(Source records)

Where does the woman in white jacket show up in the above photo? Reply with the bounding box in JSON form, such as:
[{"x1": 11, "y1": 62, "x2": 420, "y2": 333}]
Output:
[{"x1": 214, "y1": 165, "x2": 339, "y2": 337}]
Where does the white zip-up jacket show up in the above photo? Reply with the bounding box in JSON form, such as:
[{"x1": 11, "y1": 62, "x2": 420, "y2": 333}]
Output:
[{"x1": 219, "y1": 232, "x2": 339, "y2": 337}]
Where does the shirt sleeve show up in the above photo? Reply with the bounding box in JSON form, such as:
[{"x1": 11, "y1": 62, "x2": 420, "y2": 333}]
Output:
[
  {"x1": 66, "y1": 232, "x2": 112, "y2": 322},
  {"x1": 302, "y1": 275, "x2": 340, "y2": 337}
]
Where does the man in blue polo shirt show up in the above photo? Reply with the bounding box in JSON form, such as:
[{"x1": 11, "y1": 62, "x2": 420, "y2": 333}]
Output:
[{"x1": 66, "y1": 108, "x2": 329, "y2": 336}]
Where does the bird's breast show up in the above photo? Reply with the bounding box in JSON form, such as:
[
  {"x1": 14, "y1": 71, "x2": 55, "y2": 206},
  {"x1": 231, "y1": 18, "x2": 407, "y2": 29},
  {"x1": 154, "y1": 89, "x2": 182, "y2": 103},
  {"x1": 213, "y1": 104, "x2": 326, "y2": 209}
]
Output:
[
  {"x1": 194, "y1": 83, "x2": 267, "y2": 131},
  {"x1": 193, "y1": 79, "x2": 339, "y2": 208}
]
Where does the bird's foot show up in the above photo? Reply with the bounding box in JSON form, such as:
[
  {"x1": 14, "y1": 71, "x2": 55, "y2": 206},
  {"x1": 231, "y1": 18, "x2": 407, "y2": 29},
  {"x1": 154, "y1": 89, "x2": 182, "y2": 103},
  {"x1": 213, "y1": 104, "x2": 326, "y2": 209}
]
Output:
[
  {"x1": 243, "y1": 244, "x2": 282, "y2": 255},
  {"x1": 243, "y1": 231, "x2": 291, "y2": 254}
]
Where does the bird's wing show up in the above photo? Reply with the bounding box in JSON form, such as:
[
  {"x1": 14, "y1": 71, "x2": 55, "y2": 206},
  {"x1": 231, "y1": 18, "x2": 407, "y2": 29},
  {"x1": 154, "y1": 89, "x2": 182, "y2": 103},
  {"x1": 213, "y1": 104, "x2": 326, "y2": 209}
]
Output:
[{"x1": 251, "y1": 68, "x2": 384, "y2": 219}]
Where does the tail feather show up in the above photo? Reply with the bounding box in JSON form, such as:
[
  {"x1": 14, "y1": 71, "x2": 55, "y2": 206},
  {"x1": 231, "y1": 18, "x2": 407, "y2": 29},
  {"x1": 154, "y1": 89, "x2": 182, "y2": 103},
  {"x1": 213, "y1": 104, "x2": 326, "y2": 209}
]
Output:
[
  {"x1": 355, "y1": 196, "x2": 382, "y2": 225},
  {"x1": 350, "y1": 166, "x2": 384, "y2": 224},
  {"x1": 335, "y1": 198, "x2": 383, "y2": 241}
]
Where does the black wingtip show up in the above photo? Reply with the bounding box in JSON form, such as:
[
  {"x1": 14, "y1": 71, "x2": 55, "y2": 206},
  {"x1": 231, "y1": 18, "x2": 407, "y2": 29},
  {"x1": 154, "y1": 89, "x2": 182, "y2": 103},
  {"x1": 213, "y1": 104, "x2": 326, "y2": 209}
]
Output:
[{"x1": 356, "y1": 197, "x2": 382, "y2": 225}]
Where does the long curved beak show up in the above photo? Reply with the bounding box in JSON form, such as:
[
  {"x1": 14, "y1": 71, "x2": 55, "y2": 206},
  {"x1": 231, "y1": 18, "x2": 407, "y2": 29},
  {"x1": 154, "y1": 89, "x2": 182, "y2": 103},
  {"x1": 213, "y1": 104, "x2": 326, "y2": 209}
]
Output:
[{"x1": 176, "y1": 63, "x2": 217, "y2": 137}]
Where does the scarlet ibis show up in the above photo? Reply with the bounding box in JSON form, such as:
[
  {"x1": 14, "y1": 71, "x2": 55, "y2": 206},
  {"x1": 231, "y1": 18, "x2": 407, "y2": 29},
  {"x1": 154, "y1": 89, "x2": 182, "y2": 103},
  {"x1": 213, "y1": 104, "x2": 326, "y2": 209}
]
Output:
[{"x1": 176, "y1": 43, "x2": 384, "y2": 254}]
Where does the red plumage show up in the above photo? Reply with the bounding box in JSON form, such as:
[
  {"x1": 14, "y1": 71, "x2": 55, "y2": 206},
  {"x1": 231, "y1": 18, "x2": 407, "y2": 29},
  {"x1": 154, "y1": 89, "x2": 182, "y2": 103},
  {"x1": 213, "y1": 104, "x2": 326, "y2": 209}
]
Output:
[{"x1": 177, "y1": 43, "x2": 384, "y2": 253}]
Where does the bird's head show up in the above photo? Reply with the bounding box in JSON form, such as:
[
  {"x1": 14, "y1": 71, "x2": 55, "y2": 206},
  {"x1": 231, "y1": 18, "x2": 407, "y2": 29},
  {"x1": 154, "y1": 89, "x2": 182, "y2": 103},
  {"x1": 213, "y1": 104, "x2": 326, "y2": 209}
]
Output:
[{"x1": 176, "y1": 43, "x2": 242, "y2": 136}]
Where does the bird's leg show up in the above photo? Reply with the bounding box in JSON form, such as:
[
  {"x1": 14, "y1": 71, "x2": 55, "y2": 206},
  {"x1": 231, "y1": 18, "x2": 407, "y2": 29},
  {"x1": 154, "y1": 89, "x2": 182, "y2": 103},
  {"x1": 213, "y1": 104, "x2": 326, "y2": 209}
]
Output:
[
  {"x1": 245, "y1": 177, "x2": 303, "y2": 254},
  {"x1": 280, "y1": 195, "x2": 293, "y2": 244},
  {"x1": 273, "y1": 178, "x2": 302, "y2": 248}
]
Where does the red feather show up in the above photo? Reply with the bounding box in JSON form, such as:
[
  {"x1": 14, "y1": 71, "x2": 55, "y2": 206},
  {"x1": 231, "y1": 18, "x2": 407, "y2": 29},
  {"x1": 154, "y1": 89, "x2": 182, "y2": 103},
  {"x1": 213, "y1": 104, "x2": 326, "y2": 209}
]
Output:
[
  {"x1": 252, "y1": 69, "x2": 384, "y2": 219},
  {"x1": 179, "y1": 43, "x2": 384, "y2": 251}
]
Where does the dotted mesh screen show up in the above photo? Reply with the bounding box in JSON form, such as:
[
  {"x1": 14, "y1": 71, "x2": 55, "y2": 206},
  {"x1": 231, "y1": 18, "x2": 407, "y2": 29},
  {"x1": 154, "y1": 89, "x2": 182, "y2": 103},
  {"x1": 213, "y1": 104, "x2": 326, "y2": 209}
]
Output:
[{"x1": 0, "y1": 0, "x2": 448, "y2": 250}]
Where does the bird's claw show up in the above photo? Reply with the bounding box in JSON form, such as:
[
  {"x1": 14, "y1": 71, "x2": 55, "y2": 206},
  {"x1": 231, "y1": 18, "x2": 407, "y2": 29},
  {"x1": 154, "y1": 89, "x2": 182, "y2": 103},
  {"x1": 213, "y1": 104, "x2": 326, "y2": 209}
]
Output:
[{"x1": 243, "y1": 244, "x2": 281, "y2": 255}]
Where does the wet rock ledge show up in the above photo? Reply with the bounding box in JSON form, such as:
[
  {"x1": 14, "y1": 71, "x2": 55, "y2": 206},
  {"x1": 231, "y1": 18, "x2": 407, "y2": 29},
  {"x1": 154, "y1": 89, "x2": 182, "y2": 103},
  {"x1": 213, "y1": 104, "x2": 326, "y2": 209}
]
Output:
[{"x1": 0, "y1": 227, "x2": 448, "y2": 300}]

EXERCISE BRIEF: Your task is to repeat each of the records above exactly.

ANSWER:
Where does the woman in white jacket show up in the above photo? Reply with the bounding box in JSON form, such as:
[{"x1": 11, "y1": 62, "x2": 420, "y2": 333}]
Output:
[{"x1": 214, "y1": 165, "x2": 339, "y2": 337}]
Where does the white zip-up jacket show up in the above photo? Reply with the bounding box in JSON form, such as:
[{"x1": 11, "y1": 62, "x2": 420, "y2": 333}]
Output:
[{"x1": 219, "y1": 232, "x2": 339, "y2": 337}]
Where does the shirt sleeve show up in the above photo? Reply with the bounding box in JSON form, such as:
[{"x1": 11, "y1": 62, "x2": 420, "y2": 333}]
Output:
[
  {"x1": 66, "y1": 232, "x2": 112, "y2": 322},
  {"x1": 302, "y1": 275, "x2": 340, "y2": 337}
]
Where does the man in blue polo shirt show up in the above photo? Reply with the bounding box in JSON form, such as:
[{"x1": 11, "y1": 62, "x2": 420, "y2": 333}]
Output:
[{"x1": 66, "y1": 108, "x2": 329, "y2": 336}]
Where does the bird's breast show up in the above photo? Reply with the bounding box in JSON form, such as:
[
  {"x1": 14, "y1": 71, "x2": 55, "y2": 206},
  {"x1": 231, "y1": 18, "x2": 407, "y2": 29},
  {"x1": 154, "y1": 89, "x2": 182, "y2": 103},
  {"x1": 213, "y1": 104, "x2": 326, "y2": 209}
]
Output:
[
  {"x1": 194, "y1": 83, "x2": 267, "y2": 131},
  {"x1": 193, "y1": 79, "x2": 339, "y2": 208}
]
Where does the bird's foot show up in the above photo? Reply with the bounding box in JSON form, such as:
[
  {"x1": 14, "y1": 71, "x2": 55, "y2": 206},
  {"x1": 231, "y1": 18, "x2": 407, "y2": 29},
  {"x1": 154, "y1": 89, "x2": 182, "y2": 103},
  {"x1": 213, "y1": 104, "x2": 326, "y2": 209}
]
Output:
[
  {"x1": 243, "y1": 244, "x2": 282, "y2": 255},
  {"x1": 243, "y1": 231, "x2": 291, "y2": 254}
]
Where does the bird's wing show up in the above photo? Reply with the bounding box in JSON form, such as:
[
  {"x1": 14, "y1": 71, "x2": 55, "y2": 206},
  {"x1": 231, "y1": 18, "x2": 407, "y2": 29},
  {"x1": 154, "y1": 89, "x2": 182, "y2": 103},
  {"x1": 213, "y1": 104, "x2": 326, "y2": 209}
]
Output:
[{"x1": 251, "y1": 68, "x2": 384, "y2": 219}]
Where does the tail feather show up in the above photo? Reply with the bounding box in JSON form, such as:
[
  {"x1": 14, "y1": 71, "x2": 55, "y2": 206},
  {"x1": 231, "y1": 18, "x2": 407, "y2": 29},
  {"x1": 154, "y1": 89, "x2": 182, "y2": 103},
  {"x1": 213, "y1": 104, "x2": 326, "y2": 209}
]
Output:
[
  {"x1": 355, "y1": 196, "x2": 382, "y2": 225},
  {"x1": 350, "y1": 166, "x2": 384, "y2": 224},
  {"x1": 335, "y1": 198, "x2": 383, "y2": 241}
]
Where does the black wingtip show up in the above photo? Reply with the bounding box in JSON form, such as:
[
  {"x1": 14, "y1": 71, "x2": 55, "y2": 206},
  {"x1": 231, "y1": 18, "x2": 407, "y2": 29},
  {"x1": 154, "y1": 89, "x2": 182, "y2": 103},
  {"x1": 213, "y1": 104, "x2": 326, "y2": 209}
]
Output:
[{"x1": 356, "y1": 197, "x2": 382, "y2": 225}]
Where does the long curved beak show up in the above photo? Reply with the bounding box in JSON form, such as:
[
  {"x1": 14, "y1": 71, "x2": 55, "y2": 206},
  {"x1": 231, "y1": 18, "x2": 407, "y2": 29},
  {"x1": 154, "y1": 89, "x2": 182, "y2": 103},
  {"x1": 213, "y1": 104, "x2": 326, "y2": 209}
]
Output:
[{"x1": 176, "y1": 63, "x2": 217, "y2": 137}]
Where does the scarlet ibis show up in the above photo? Reply with the bounding box in JSON form, such as:
[
  {"x1": 14, "y1": 71, "x2": 55, "y2": 206},
  {"x1": 231, "y1": 18, "x2": 407, "y2": 29},
  {"x1": 154, "y1": 89, "x2": 182, "y2": 103},
  {"x1": 213, "y1": 104, "x2": 326, "y2": 209}
]
Output:
[{"x1": 176, "y1": 43, "x2": 384, "y2": 254}]
Where does the red plumage show up in the above photo? Reply with the bounding box in JSON form, such as:
[
  {"x1": 14, "y1": 71, "x2": 55, "y2": 206},
  {"x1": 231, "y1": 18, "x2": 407, "y2": 29},
  {"x1": 154, "y1": 89, "x2": 182, "y2": 103},
  {"x1": 213, "y1": 104, "x2": 326, "y2": 209}
]
Output:
[{"x1": 177, "y1": 43, "x2": 384, "y2": 253}]
Where does the bird's head show up in the above photo? Reply with the bounding box in JSON form, such as:
[
  {"x1": 14, "y1": 71, "x2": 55, "y2": 206},
  {"x1": 231, "y1": 18, "x2": 407, "y2": 29},
  {"x1": 154, "y1": 89, "x2": 182, "y2": 103},
  {"x1": 213, "y1": 104, "x2": 326, "y2": 209}
]
Output:
[{"x1": 176, "y1": 43, "x2": 242, "y2": 136}]
Where does the bird's leg show up in the above photo? Reply with the bounding box in JSON form, such as:
[
  {"x1": 14, "y1": 71, "x2": 55, "y2": 206},
  {"x1": 231, "y1": 18, "x2": 407, "y2": 29},
  {"x1": 154, "y1": 89, "x2": 182, "y2": 103},
  {"x1": 213, "y1": 104, "x2": 326, "y2": 209}
]
Output:
[
  {"x1": 245, "y1": 177, "x2": 303, "y2": 254},
  {"x1": 280, "y1": 195, "x2": 293, "y2": 244},
  {"x1": 273, "y1": 178, "x2": 302, "y2": 248}
]
Where does the red feather show up in the above photo? Reply with the bounding box in JSON form, such as:
[
  {"x1": 14, "y1": 71, "x2": 55, "y2": 206},
  {"x1": 231, "y1": 18, "x2": 407, "y2": 29},
  {"x1": 154, "y1": 89, "x2": 182, "y2": 103},
  {"x1": 213, "y1": 104, "x2": 326, "y2": 209}
]
Output:
[
  {"x1": 252, "y1": 69, "x2": 384, "y2": 219},
  {"x1": 179, "y1": 43, "x2": 384, "y2": 251}
]
Where does the dotted mesh screen show up in the above photo? Reply with the bounding box in JSON form, such as:
[
  {"x1": 14, "y1": 71, "x2": 55, "y2": 206},
  {"x1": 231, "y1": 18, "x2": 407, "y2": 29},
  {"x1": 154, "y1": 89, "x2": 182, "y2": 103},
  {"x1": 213, "y1": 104, "x2": 326, "y2": 209}
]
Output:
[{"x1": 0, "y1": 0, "x2": 448, "y2": 250}]
Where does the bird's claw show up in the above photo? Reply with the bounding box in JSON form, such as:
[
  {"x1": 14, "y1": 71, "x2": 55, "y2": 206},
  {"x1": 231, "y1": 18, "x2": 407, "y2": 29},
  {"x1": 154, "y1": 89, "x2": 182, "y2": 103},
  {"x1": 213, "y1": 104, "x2": 326, "y2": 209}
]
Output:
[{"x1": 243, "y1": 244, "x2": 281, "y2": 255}]
Where does the wet rock ledge show up in the above photo? Reply with the bounding box in JSON form, such as:
[
  {"x1": 14, "y1": 71, "x2": 55, "y2": 206},
  {"x1": 231, "y1": 18, "x2": 407, "y2": 29},
  {"x1": 154, "y1": 89, "x2": 182, "y2": 103},
  {"x1": 213, "y1": 104, "x2": 326, "y2": 209}
]
Output:
[{"x1": 0, "y1": 227, "x2": 448, "y2": 300}]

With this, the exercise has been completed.